**Given passage:**
To overcome these limitations, the second configuration introduces a Normal‑Wishart hierarchical prior: each point is drawn from a Gaussian with unknown mean u_p and precision matrix Δ_p, while (u_p, Δ_p) themselves follow a conjugate Normal‑Wishart hyperprior. This hierarchy allows the model to learn the appropriate level of regularization from the data, automatically adapting to different noise levels and sampling densities. A Gamma hyperprior on the noise precision α = σ⁻² further enables joint learning of the observation noise.

The observation model assumes that only a subset Ω of squared distances is observed, each corrupted by additive Gaussian noise: D_ij = ‖P_i − P_j‖² + ε_ij, ε_ij ∼ 𝒩(0,σ²). The resulting likelihood is non‑linear in P, making direct Gibbs sampling impossible for the latent points. The authors therefore employ a hybrid Markov chain Monte Carlo (MCMC) scheme: Gibbs updates for the hyperparameters (u_p, Δ_p, α) are analytically tractable thanks to conjugacy, while each point P_i is updated via a Metropolis‑Hastings (MH) step with a Gaussian proposal centered at the current location. The acceptance probability incorporates both the prior term (quadratic in P_i) and the likelihood term (involving the squared‑distance residuals). The full algorithm (Algorithm 1) iterates hyperparameter updates, pointwise MH proposals, and recomputation of the EDM estimate ˆD_ij = ‖P_i − P_j‖².

Experiments are conducted on synthetic data where n = 100, 250, 500 points are drawn from a standard normal distribution in d = 3 dimensions. Observation fractions range from 2 % to 10 % and signal‑to‑noise ratios (SNR) from 20 dB to 25 dB. The proposed Bayesian Matrix Completion under Geometric Constraints (BMC‑GC) is compared against three state‑of‑the‑art deterministic baselines: OptSpace, Alternating Descent, and an Augmented Lagrangian method. Performance is measured by relative reconstruction error E = ‖Ď − D‖_F / ‖D‖_F. BMC‑GC consistently outperforms the baselines, especially in the most sparse regimes (2 %–6 % observed entries), achieving error reductions of 10 %–30 % over the best deterministic competitor. Convergence diagnostics show that after a conservative burn‑in of 1200 iterations (out of 1500 total), the chain stabilizes; posterior samples are thinned every 10 iterations, and the final EDM estimate is the average of 30 samples. Moreover, the authors visualize posterior distributions for nine randomly selected missing entries, demonstrating that the posterior means are close to the true values and that credible intervals correctly capture the ground truth, thereby validating the model’s uncertainty quantification capability.

**Entries shown:**

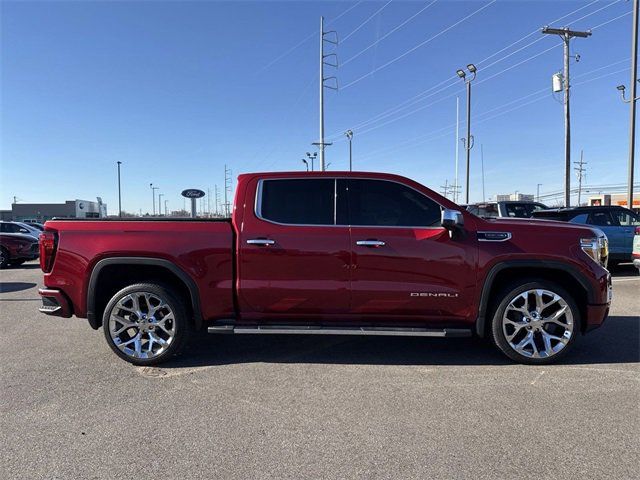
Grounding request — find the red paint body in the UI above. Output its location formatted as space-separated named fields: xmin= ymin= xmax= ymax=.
xmin=37 ymin=172 xmax=610 ymax=334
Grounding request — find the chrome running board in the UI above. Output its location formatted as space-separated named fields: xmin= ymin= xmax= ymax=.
xmin=207 ymin=325 xmax=471 ymax=337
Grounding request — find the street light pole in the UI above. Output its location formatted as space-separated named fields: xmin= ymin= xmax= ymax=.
xmin=542 ymin=27 xmax=591 ymax=207
xmin=344 ymin=130 xmax=353 ymax=172
xmin=149 ymin=183 xmax=160 ymax=215
xmin=456 ymin=63 xmax=478 ymax=203
xmin=116 ymin=162 xmax=122 ymax=218
xmin=627 ymin=0 xmax=638 ymax=209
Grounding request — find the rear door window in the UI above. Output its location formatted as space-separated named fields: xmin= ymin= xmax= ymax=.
xmin=587 ymin=212 xmax=615 ymax=227
xmin=256 ymin=178 xmax=335 ymax=225
xmin=338 ymin=179 xmax=441 ymax=227
xmin=570 ymin=213 xmax=589 ymax=223
xmin=611 ymin=210 xmax=640 ymax=227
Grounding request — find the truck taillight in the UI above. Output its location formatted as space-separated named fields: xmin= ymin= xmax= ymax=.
xmin=40 ymin=230 xmax=57 ymax=273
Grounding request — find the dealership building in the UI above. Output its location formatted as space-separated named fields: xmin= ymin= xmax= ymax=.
xmin=0 ymin=197 xmax=107 ymax=223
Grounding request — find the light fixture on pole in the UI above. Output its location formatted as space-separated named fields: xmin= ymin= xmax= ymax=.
xmin=456 ymin=63 xmax=478 ymax=203
xmin=542 ymin=27 xmax=591 ymax=207
xmin=116 ymin=162 xmax=122 ymax=218
xmin=344 ymin=130 xmax=353 ymax=172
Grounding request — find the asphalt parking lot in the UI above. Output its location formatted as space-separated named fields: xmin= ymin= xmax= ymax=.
xmin=0 ymin=262 xmax=640 ymax=479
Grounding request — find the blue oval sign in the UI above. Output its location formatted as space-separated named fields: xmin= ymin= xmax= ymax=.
xmin=182 ymin=188 xmax=204 ymax=198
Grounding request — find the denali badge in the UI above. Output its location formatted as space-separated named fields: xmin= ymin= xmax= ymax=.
xmin=411 ymin=292 xmax=458 ymax=298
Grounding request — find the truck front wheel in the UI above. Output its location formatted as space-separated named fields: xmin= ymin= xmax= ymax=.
xmin=491 ymin=280 xmax=580 ymax=365
xmin=102 ymin=283 xmax=191 ymax=365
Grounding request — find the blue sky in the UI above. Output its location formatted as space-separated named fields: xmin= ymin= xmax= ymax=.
xmin=0 ymin=0 xmax=632 ymax=213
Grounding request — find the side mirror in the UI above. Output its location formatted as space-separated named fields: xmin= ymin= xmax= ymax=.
xmin=442 ymin=208 xmax=464 ymax=236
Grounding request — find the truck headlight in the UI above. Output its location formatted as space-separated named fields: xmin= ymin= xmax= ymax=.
xmin=580 ymin=237 xmax=609 ymax=268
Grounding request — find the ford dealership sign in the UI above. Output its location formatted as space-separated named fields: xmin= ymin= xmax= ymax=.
xmin=182 ymin=188 xmax=204 ymax=198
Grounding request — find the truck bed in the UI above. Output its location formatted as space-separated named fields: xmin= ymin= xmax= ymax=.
xmin=45 ymin=218 xmax=234 ymax=320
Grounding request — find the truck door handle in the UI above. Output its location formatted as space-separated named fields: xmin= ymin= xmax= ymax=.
xmin=247 ymin=238 xmax=276 ymax=247
xmin=356 ymin=240 xmax=386 ymax=248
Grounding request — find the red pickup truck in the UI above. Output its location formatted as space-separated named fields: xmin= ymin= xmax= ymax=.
xmin=40 ymin=172 xmax=611 ymax=365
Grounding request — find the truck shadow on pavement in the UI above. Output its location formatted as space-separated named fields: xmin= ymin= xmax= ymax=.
xmin=0 ymin=282 xmax=37 ymax=293
xmin=162 ymin=316 xmax=640 ymax=369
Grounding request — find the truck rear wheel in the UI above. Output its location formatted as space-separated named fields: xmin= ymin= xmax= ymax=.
xmin=491 ymin=280 xmax=580 ymax=365
xmin=102 ymin=283 xmax=192 ymax=365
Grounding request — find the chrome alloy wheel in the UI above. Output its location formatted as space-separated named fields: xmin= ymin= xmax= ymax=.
xmin=109 ymin=292 xmax=176 ymax=358
xmin=502 ymin=289 xmax=574 ymax=358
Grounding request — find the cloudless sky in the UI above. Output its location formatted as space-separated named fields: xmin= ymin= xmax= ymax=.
xmin=0 ymin=0 xmax=632 ymax=214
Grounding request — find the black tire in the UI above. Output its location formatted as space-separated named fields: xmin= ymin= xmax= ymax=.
xmin=490 ymin=279 xmax=582 ymax=365
xmin=102 ymin=283 xmax=193 ymax=365
xmin=0 ymin=247 xmax=10 ymax=269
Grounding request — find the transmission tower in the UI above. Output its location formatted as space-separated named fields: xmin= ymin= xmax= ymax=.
xmin=224 ymin=165 xmax=231 ymax=217
xmin=573 ymin=150 xmax=587 ymax=206
xmin=313 ymin=17 xmax=338 ymax=172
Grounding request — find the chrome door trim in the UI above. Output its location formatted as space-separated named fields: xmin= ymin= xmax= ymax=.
xmin=247 ymin=238 xmax=276 ymax=247
xmin=476 ymin=231 xmax=511 ymax=242
xmin=356 ymin=240 xmax=386 ymax=247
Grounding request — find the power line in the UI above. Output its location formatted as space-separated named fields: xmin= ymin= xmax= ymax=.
xmin=342 ymin=0 xmax=497 ymax=90
xmin=259 ymin=0 xmax=364 ymax=72
xmin=358 ymin=59 xmax=629 ymax=158
xmin=340 ymin=0 xmax=393 ymax=43
xmin=342 ymin=0 xmax=438 ymax=67
xmin=338 ymin=45 xmax=557 ymax=142
xmin=328 ymin=0 xmax=626 ymax=140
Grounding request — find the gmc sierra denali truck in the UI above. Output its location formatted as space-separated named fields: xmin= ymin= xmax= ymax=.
xmin=40 ymin=172 xmax=611 ymax=365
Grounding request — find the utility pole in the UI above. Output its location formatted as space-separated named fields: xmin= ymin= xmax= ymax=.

**Directions for this task:** In the passage on Bayesian distance-matrix completion above, shorten the paragraph beginning "To overcome these limitations" into a bulleted list of its main facts.

**Output of the task:**
- The second configuration uses a Normal‑Wishart hierarchical prior.
- Each point is drawn from a Gaussian with unknown mean u_p and precision matrix Δ_p, and (u_p, Δ_p) follow a conjugate Normal‑Wishart hyperprior.
- The hierarchy lets the model learn its regularization level from the data, adapting automatically to different noise levels and sampling densities.
- A Gamma hyperprior on the noise precision α = σ⁻² lets the observation noise be learned jointly.